-- Start RECORD EXCERPTS --

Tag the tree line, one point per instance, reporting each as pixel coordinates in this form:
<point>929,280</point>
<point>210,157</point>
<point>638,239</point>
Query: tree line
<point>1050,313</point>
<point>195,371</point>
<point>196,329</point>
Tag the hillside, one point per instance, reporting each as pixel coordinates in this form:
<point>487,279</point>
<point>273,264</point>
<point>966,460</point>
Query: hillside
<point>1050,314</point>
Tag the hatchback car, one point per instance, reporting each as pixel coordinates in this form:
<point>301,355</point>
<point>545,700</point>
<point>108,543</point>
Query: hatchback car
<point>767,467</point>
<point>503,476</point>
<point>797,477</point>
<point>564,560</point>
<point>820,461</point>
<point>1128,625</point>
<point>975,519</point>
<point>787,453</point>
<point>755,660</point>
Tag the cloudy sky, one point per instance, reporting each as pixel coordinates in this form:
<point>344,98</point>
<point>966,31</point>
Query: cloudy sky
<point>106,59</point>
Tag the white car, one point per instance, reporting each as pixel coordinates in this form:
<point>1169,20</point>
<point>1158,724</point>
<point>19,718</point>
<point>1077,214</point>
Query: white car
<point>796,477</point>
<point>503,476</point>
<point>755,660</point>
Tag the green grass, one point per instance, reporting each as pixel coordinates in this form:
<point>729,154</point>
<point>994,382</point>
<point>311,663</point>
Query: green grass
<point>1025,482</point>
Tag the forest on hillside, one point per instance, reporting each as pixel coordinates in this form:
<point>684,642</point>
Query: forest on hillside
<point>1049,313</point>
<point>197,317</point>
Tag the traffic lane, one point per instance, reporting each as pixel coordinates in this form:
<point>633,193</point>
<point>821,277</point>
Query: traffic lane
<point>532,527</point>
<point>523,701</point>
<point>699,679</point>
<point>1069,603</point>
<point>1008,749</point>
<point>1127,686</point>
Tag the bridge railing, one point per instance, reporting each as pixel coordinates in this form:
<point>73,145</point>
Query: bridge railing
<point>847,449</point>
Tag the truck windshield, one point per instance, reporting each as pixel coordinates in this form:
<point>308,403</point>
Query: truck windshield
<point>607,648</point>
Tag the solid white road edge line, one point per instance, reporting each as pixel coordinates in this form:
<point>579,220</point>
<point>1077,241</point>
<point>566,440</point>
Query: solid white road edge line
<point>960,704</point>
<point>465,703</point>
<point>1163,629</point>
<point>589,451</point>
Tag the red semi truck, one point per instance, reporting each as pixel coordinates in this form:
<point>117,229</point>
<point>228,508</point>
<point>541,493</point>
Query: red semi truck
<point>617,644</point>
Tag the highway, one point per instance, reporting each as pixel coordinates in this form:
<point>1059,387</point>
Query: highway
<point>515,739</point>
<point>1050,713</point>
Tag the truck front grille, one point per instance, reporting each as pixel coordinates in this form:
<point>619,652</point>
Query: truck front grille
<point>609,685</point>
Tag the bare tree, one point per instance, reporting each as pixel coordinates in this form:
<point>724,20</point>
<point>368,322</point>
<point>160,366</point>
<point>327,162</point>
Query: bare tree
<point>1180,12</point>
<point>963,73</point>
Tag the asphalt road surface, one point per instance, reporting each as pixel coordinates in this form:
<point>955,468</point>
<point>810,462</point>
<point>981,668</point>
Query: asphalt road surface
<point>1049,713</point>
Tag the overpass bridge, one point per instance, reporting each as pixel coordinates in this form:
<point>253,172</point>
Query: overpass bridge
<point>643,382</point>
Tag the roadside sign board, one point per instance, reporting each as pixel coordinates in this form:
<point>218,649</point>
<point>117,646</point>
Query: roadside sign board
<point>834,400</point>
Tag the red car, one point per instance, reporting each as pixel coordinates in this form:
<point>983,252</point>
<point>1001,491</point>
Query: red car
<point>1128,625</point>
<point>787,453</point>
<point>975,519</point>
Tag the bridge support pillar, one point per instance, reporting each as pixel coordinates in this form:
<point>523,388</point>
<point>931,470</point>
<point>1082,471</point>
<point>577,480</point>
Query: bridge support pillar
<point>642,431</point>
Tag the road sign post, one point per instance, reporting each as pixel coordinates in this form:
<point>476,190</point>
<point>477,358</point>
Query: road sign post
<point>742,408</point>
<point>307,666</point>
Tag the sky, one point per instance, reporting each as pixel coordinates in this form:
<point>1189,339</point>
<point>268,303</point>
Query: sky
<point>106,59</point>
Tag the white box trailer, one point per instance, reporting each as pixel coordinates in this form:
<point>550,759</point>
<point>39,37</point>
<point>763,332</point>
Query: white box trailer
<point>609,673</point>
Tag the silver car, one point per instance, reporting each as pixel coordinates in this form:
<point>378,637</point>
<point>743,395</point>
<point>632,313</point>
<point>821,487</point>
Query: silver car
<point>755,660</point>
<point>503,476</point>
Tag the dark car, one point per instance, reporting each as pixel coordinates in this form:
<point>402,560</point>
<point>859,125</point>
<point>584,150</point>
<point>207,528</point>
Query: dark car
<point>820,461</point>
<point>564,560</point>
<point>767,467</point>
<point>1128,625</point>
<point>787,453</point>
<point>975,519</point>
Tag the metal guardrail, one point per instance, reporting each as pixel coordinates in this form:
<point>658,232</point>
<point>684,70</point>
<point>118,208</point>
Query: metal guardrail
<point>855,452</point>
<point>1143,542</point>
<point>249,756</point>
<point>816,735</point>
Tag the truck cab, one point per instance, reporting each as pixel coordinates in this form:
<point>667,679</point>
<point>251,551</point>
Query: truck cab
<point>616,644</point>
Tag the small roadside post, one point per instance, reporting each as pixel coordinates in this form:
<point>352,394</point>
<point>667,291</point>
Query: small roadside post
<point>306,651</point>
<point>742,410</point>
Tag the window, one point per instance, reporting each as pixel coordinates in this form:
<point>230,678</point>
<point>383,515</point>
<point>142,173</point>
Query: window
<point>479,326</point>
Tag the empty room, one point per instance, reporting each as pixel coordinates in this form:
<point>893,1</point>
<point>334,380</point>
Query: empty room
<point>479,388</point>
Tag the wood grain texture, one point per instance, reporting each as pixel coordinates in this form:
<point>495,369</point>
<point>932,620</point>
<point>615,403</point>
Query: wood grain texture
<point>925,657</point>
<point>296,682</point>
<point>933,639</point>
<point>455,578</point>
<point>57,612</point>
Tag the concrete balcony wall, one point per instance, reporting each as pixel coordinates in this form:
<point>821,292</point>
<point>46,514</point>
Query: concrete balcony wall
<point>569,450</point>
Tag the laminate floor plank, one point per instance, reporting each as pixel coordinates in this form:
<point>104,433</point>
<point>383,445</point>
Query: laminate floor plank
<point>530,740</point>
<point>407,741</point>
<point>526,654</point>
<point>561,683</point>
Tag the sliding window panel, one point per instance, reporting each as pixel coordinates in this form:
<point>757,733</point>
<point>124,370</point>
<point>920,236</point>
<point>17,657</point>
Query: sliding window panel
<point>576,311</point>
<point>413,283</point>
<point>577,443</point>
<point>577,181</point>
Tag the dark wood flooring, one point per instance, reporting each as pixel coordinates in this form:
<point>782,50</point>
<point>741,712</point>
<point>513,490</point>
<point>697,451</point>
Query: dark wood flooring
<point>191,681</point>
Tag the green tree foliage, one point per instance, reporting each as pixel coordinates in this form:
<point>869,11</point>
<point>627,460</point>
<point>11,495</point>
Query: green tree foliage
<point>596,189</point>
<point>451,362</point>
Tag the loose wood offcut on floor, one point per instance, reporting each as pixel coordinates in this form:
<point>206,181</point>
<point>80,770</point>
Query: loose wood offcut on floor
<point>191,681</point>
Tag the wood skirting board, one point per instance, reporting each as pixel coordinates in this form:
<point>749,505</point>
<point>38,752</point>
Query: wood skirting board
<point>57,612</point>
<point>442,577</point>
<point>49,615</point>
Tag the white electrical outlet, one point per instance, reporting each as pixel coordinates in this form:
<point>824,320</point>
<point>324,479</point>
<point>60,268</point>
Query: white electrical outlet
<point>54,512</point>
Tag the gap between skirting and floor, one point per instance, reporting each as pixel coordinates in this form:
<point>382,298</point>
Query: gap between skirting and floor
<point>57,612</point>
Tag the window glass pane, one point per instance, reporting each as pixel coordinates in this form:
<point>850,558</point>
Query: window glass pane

-- End RECORD EXCERPTS --

**TASK DETAILS:**
Reproduce word for word the lines above, starting with the line that contains "Tag the truck front" and going on through the line that contains "<point>642,431</point>".

**ANSWER TO THE EXERCISE:**
Tag the truck front grille, one point per instance, reporting each as pixel coordinates in this form:
<point>619,652</point>
Query: truck front grille
<point>609,685</point>
Tag the bare tree, one point per instance, reporting each as pixel coordinates in this form:
<point>724,20</point>
<point>368,322</point>
<point>160,366</point>
<point>327,162</point>
Query: bare tree
<point>1180,12</point>
<point>963,73</point>
Tag the asphalt road surface, one point per instance, reporting each as pixel coordinates in this form:
<point>955,468</point>
<point>810,462</point>
<point>981,668</point>
Query: asphalt road surface
<point>1049,713</point>
Tag the overpass bridge, one point per instance, reporting each as pixel coordinates in this form:
<point>253,172</point>
Query: overpass bridge
<point>643,382</point>
Tag the roadside sign board, one point per instance, reporting each as pixel coordinates in this form:
<point>218,649</point>
<point>117,646</point>
Query: roadside sign board
<point>834,400</point>
Tag the red car, one point per instance, reporting each as pixel coordinates in this form:
<point>983,252</point>
<point>1001,491</point>
Query: red car
<point>1128,625</point>
<point>787,453</point>
<point>975,519</point>
Tag the bridge support pillar, one point per instance, reporting each as pixel coordinates in this form:
<point>523,388</point>
<point>931,470</point>
<point>1082,471</point>
<point>577,480</point>
Query: bridge support pillar
<point>642,431</point>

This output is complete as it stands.